For the data below, count the lines that have the string "shrub" and state that number by itself.

[THE RECORDS — start]

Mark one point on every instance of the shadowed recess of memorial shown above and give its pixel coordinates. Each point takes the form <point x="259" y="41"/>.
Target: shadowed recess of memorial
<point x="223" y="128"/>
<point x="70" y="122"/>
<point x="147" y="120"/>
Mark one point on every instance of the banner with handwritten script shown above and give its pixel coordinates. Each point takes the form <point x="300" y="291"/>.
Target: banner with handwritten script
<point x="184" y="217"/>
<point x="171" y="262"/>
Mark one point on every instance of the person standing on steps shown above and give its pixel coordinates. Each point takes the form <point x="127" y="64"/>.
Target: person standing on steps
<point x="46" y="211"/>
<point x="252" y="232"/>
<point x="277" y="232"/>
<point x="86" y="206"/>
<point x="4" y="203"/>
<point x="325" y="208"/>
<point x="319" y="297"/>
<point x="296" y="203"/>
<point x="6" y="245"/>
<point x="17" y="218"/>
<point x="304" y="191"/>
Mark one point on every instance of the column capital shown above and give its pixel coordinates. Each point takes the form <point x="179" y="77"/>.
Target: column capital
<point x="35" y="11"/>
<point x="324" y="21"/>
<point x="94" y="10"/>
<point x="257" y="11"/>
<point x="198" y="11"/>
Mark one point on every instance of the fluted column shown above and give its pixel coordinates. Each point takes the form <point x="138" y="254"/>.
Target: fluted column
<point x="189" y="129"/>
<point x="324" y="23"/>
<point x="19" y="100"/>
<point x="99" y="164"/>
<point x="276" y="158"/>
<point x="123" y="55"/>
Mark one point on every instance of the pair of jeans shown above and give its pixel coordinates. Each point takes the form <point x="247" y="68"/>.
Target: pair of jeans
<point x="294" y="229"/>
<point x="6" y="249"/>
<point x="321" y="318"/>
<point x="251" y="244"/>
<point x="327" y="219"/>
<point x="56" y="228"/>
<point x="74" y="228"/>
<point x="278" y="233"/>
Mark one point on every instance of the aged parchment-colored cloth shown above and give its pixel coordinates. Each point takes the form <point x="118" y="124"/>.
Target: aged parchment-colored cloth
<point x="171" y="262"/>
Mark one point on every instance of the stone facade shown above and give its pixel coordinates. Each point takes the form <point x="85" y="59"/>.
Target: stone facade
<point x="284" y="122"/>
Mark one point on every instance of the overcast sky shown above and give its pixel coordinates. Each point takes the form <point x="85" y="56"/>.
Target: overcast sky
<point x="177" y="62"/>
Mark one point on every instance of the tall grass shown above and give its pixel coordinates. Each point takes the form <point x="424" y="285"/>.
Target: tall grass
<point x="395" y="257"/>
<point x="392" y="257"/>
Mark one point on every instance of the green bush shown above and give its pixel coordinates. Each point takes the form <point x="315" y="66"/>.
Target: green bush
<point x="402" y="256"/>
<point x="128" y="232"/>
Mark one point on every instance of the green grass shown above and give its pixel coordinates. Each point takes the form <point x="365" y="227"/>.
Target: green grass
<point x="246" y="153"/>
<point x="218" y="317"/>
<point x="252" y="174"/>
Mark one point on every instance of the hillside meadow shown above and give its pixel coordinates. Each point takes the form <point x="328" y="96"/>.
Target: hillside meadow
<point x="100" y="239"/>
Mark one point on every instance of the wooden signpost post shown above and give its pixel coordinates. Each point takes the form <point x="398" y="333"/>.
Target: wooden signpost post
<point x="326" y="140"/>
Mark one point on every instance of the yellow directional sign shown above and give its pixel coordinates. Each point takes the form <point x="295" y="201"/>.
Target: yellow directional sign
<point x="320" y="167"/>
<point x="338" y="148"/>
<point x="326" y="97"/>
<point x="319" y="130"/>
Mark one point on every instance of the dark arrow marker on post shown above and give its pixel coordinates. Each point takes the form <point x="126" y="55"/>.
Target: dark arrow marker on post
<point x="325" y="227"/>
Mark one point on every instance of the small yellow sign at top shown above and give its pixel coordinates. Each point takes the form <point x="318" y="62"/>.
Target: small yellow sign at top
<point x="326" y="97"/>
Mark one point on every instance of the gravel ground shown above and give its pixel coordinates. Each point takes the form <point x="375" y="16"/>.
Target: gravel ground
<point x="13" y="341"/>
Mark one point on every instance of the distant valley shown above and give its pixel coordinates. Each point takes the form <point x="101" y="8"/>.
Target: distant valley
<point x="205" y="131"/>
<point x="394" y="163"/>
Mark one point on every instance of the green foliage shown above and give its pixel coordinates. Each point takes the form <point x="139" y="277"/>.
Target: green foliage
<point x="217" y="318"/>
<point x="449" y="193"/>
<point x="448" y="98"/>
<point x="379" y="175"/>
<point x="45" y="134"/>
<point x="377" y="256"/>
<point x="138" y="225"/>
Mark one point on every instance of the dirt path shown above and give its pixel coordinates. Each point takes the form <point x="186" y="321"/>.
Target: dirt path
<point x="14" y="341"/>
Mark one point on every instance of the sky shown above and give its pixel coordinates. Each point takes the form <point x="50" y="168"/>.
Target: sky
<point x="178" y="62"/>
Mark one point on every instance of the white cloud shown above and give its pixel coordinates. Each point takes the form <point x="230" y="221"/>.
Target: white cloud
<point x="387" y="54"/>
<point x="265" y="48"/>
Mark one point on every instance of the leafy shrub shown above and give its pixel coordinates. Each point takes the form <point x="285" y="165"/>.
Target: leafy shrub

[THE RECORDS — finish]

• WRITTEN ANSWER
2